* **WORK TASK**:
Could you copy exactly the lines from the one containing "Reviewer note: every instance of the girl's" through the last line of the records below, and nothing else?

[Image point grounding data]
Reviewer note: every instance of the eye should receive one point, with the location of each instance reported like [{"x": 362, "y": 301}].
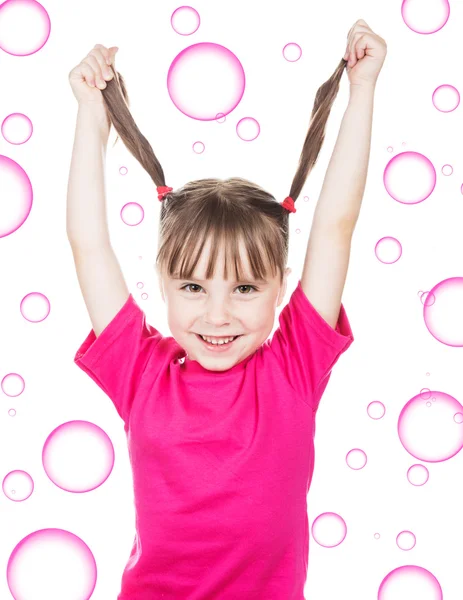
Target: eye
[{"x": 240, "y": 286}]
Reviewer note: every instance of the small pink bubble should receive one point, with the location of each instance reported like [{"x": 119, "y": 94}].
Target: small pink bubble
[
  {"x": 388, "y": 250},
  {"x": 185, "y": 20},
  {"x": 406, "y": 540},
  {"x": 12, "y": 385},
  {"x": 329, "y": 530},
  {"x": 376, "y": 410},
  {"x": 292, "y": 52},
  {"x": 356, "y": 459},
  {"x": 446, "y": 98},
  {"x": 17, "y": 128},
  {"x": 248, "y": 129},
  {"x": 17, "y": 485},
  {"x": 132, "y": 214},
  {"x": 417, "y": 475},
  {"x": 447, "y": 170},
  {"x": 198, "y": 147},
  {"x": 409, "y": 177}
]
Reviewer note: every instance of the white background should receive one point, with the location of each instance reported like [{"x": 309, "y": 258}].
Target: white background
[{"x": 393, "y": 350}]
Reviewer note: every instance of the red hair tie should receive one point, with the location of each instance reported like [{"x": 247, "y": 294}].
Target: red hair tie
[
  {"x": 162, "y": 191},
  {"x": 288, "y": 203}
]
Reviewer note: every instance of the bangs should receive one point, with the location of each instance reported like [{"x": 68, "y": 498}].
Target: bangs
[{"x": 260, "y": 246}]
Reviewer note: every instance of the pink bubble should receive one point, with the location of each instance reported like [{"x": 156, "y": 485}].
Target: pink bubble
[
  {"x": 16, "y": 192},
  {"x": 24, "y": 27},
  {"x": 248, "y": 129},
  {"x": 427, "y": 298},
  {"x": 409, "y": 583},
  {"x": 17, "y": 128},
  {"x": 409, "y": 177},
  {"x": 292, "y": 52},
  {"x": 35, "y": 307},
  {"x": 446, "y": 98},
  {"x": 356, "y": 459},
  {"x": 18, "y": 485},
  {"x": 425, "y": 17},
  {"x": 12, "y": 385},
  {"x": 53, "y": 564},
  {"x": 417, "y": 475},
  {"x": 376, "y": 409},
  {"x": 204, "y": 80},
  {"x": 132, "y": 214},
  {"x": 329, "y": 530},
  {"x": 406, "y": 540},
  {"x": 429, "y": 433},
  {"x": 198, "y": 147},
  {"x": 78, "y": 456},
  {"x": 185, "y": 20},
  {"x": 443, "y": 316},
  {"x": 388, "y": 250},
  {"x": 447, "y": 170}
]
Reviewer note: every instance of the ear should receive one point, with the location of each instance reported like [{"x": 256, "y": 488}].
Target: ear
[
  {"x": 161, "y": 287},
  {"x": 282, "y": 293}
]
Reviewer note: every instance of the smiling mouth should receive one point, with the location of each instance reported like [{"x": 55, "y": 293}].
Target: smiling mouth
[{"x": 217, "y": 344}]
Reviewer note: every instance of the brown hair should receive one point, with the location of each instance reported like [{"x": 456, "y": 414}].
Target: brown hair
[{"x": 227, "y": 211}]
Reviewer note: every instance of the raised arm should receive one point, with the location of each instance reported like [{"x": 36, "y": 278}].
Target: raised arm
[{"x": 100, "y": 277}]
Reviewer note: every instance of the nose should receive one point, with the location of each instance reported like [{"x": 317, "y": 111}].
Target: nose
[{"x": 217, "y": 312}]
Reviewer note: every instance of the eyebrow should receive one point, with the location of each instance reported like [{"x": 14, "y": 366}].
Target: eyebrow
[{"x": 258, "y": 280}]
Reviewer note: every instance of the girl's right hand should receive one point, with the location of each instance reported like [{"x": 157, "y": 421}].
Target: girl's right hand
[{"x": 89, "y": 76}]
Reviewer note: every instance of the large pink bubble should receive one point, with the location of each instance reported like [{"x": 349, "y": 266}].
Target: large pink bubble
[
  {"x": 16, "y": 195},
  {"x": 51, "y": 563},
  {"x": 425, "y": 16},
  {"x": 410, "y": 582},
  {"x": 428, "y": 430},
  {"x": 442, "y": 311},
  {"x": 409, "y": 177},
  {"x": 78, "y": 456},
  {"x": 24, "y": 27},
  {"x": 204, "y": 80}
]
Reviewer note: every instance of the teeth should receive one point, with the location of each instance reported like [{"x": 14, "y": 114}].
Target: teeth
[{"x": 218, "y": 342}]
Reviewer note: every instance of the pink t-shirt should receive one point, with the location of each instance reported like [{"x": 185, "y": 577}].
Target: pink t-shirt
[{"x": 222, "y": 461}]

* **ANSWER AREA**:
Reviewer note: every instance of the girl's right hand should receive one point, with the location of each instance reported like [{"x": 157, "y": 421}].
Target: girl's right hand
[{"x": 89, "y": 76}]
Reviewer note: every instance of the large pink bubble should receive one point, with the location of each instance reported like [{"x": 349, "y": 266}].
Target: large pink bubble
[
  {"x": 16, "y": 195},
  {"x": 51, "y": 563},
  {"x": 425, "y": 16},
  {"x": 410, "y": 582},
  {"x": 428, "y": 430},
  {"x": 442, "y": 311},
  {"x": 409, "y": 177},
  {"x": 78, "y": 456},
  {"x": 24, "y": 27},
  {"x": 204, "y": 80}
]
Reviewer note: every instance of the teeth should receive one point, with the location of each instance reported like [{"x": 14, "y": 114}].
Target: teeth
[{"x": 218, "y": 342}]
Reviewer note: every instance of the pink t-shirt should receive one point, with the location of each instance reported like [{"x": 185, "y": 577}].
Target: pink t-shirt
[{"x": 222, "y": 461}]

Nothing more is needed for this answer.